What is expected: Quote, without any change, the line that contains "tattoo on arm, in" and all lines that follow it to the end of the data below.

(Point annotation dataset records)
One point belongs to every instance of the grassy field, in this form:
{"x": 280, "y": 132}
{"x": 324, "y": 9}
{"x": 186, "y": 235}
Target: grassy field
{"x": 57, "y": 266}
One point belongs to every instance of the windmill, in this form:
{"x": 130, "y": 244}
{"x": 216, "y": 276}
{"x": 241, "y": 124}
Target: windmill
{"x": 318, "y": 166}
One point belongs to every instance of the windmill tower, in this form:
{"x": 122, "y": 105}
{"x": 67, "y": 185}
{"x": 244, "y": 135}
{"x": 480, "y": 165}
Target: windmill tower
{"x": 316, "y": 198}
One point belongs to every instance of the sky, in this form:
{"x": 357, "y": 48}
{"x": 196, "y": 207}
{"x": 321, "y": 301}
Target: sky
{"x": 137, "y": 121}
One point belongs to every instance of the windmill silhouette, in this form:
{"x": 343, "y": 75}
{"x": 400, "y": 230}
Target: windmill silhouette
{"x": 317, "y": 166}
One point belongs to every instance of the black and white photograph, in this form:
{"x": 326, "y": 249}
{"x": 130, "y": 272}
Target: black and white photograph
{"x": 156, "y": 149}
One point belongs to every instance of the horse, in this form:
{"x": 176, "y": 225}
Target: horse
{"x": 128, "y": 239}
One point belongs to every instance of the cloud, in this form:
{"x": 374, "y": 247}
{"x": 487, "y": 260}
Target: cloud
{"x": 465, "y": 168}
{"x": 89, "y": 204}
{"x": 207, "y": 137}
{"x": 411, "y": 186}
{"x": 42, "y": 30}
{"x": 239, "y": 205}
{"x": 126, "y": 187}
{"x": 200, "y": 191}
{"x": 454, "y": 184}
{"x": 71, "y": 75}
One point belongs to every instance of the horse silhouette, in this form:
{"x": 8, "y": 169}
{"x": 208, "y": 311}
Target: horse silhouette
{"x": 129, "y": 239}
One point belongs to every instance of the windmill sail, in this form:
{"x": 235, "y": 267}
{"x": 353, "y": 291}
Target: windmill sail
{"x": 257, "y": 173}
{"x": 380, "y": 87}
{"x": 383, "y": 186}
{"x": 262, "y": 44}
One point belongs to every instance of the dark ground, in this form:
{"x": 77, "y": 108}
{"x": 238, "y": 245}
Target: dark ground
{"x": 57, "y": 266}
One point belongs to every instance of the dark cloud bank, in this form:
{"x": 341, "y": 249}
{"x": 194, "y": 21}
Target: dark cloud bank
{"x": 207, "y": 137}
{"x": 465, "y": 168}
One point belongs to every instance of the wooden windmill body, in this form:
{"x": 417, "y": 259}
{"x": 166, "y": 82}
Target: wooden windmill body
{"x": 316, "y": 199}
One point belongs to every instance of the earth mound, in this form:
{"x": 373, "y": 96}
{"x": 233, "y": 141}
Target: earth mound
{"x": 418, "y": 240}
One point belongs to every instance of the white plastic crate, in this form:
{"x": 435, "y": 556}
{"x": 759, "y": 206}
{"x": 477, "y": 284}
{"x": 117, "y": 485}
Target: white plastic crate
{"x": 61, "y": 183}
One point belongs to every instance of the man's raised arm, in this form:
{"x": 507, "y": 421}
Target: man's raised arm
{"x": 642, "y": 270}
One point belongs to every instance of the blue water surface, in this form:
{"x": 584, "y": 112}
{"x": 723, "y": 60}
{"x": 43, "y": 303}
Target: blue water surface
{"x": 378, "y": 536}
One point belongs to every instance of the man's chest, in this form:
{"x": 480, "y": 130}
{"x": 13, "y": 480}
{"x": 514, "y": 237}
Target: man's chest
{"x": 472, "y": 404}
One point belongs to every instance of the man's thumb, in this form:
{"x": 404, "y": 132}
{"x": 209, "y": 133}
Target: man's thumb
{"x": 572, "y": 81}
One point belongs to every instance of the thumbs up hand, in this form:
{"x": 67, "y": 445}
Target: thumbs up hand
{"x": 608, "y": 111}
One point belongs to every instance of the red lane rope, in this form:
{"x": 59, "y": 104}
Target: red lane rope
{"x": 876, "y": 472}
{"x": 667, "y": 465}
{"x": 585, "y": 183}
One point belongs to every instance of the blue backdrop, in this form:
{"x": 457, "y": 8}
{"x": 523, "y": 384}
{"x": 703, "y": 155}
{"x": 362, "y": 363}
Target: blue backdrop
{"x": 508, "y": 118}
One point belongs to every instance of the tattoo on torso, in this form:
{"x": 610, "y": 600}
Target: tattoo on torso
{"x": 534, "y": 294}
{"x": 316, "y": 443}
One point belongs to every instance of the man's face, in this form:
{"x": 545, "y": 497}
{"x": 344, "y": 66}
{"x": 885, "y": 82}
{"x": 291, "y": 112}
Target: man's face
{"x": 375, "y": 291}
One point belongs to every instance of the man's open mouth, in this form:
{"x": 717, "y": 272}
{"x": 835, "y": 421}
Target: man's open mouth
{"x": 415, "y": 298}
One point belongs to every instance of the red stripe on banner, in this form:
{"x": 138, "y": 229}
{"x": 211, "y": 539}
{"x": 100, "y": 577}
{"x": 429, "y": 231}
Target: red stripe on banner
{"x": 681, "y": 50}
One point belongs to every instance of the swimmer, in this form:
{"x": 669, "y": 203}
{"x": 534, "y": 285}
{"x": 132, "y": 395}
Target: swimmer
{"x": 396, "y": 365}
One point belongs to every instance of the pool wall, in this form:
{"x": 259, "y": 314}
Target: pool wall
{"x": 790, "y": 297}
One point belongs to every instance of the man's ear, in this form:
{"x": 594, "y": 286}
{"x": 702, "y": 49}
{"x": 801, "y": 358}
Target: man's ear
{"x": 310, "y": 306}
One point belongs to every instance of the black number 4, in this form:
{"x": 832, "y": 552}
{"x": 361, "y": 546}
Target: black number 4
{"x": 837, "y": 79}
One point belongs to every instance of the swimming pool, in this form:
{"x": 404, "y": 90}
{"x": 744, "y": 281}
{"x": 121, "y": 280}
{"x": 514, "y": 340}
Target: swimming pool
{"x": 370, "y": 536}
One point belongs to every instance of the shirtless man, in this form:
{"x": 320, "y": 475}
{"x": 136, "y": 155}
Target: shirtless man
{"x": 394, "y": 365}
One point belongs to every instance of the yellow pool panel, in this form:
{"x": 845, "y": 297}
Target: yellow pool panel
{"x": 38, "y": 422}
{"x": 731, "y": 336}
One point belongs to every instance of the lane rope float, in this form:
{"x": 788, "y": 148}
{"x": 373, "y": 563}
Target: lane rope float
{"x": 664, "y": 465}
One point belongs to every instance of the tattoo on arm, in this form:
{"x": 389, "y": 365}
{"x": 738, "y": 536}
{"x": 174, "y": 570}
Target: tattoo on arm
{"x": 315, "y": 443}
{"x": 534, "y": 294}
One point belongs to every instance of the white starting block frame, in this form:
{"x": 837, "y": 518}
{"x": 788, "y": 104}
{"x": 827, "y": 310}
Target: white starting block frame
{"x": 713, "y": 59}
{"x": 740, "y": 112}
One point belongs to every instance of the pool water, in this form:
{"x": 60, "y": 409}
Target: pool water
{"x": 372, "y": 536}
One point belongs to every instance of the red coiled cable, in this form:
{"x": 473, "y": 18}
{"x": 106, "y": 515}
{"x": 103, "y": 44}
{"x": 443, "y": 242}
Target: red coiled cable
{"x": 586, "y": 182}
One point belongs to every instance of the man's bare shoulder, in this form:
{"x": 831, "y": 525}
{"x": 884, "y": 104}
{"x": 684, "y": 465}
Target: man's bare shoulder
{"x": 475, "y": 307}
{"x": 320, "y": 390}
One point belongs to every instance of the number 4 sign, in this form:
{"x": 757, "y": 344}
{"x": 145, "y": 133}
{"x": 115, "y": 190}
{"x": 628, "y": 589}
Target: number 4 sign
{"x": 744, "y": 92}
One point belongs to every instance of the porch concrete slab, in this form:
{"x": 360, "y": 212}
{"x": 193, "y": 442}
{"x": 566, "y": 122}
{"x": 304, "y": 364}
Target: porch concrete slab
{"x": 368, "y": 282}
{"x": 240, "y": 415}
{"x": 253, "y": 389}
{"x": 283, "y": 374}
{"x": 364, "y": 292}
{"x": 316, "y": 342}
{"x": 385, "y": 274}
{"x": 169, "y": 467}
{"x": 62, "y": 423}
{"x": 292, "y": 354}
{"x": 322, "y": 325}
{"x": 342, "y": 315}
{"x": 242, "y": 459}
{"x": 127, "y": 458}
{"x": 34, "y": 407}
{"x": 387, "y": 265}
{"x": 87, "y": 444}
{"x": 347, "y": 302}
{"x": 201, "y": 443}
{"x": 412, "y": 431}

Solved exercise:
One point belongs to every instance of the tattoo on arm, in this form:
{"x": 389, "y": 365}
{"x": 738, "y": 536}
{"x": 174, "y": 570}
Target: tattoo on arm
{"x": 315, "y": 443}
{"x": 534, "y": 294}
One point belongs to every instance of the white starting block frame, in this form:
{"x": 837, "y": 518}
{"x": 788, "y": 104}
{"x": 827, "y": 310}
Target: white starting block frame
{"x": 713, "y": 59}
{"x": 740, "y": 112}
One point belongs to every instance of the pool water, in this form:
{"x": 60, "y": 409}
Target: pool water
{"x": 372, "y": 536}
One point belongs to every instance of the red coiled cable, in this form:
{"x": 473, "y": 18}
{"x": 106, "y": 515}
{"x": 103, "y": 44}
{"x": 443, "y": 242}
Target: red coiled cable
{"x": 586, "y": 182}
One point belongs to every instance of the man's bare shoulder, in this form:
{"x": 831, "y": 525}
{"x": 884, "y": 104}
{"x": 684, "y": 465}
Target: man's bare shoulder
{"x": 475, "y": 307}
{"x": 320, "y": 390}
One point belongs to every instance of the number 4 sign, in this form:
{"x": 757, "y": 344}
{"x": 145, "y": 133}
{"x": 115, "y": 190}
{"x": 628, "y": 589}
Target: number 4 sign
{"x": 744, "y": 92}
One point belongs to every instance of the porch concrete slab, in this form:
{"x": 360, "y": 212}
{"x": 193, "y": 442}
{"x": 566, "y": 122}
{"x": 304, "y": 364}
Target: porch concrete slab
{"x": 368, "y": 282}
{"x": 240, "y": 415}
{"x": 253, "y": 389}
{"x": 283, "y": 374}
{"x": 364, "y": 292}
{"x": 316, "y": 342}
{"x": 385, "y": 274}
{"x": 169, "y": 467}
{"x": 62, "y": 423}
{"x": 292, "y": 354}
{"x": 322, "y": 325}
{"x": 342, "y": 315}
{"x": 242, "y": 459}
{"x": 127, "y": 458}
{"x": 34, "y": 407}
{"x": 387, "y": 265}
{"x": 87, "y": 444}
{"x": 347, "y": 302}
{"x": 201, "y": 443}
{"x": 412, "y": 431}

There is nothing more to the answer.